Goal of the exercise:
Copy out word for word the lines from the one containing "ear in the provided photo" through the last line, and leave the pictures out of your answer.

Stored rows:
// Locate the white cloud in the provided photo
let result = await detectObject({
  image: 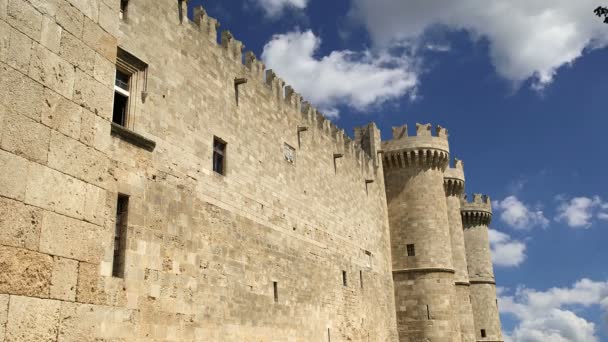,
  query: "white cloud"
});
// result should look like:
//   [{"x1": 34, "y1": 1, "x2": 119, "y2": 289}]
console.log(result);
[
  {"x1": 493, "y1": 196, "x2": 549, "y2": 229},
  {"x1": 253, "y1": 0, "x2": 308, "y2": 18},
  {"x1": 488, "y1": 229, "x2": 526, "y2": 267},
  {"x1": 262, "y1": 31, "x2": 418, "y2": 116},
  {"x1": 555, "y1": 196, "x2": 608, "y2": 228},
  {"x1": 352, "y1": 0, "x2": 608, "y2": 89},
  {"x1": 499, "y1": 279, "x2": 608, "y2": 342}
]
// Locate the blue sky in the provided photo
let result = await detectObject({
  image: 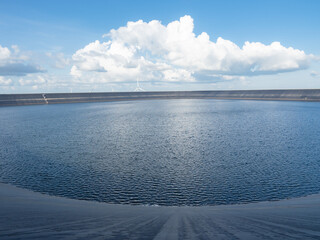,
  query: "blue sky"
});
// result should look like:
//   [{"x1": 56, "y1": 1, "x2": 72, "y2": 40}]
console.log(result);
[{"x1": 0, "y1": 0, "x2": 320, "y2": 93}]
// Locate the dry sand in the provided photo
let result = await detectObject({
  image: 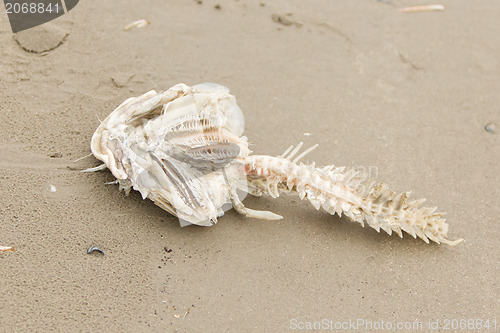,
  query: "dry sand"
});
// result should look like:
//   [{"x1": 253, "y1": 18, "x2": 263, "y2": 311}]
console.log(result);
[{"x1": 0, "y1": 0, "x2": 500, "y2": 332}]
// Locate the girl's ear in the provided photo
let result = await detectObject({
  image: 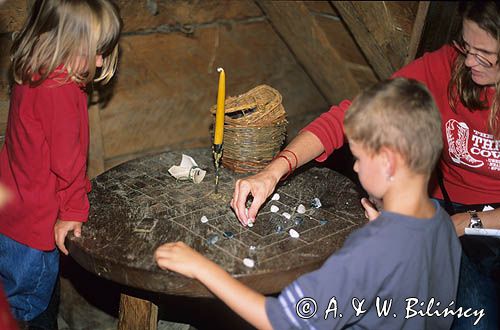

Answer below:
// Locate the girl's ear in the provided photo
let result = await detectObject({
  image: 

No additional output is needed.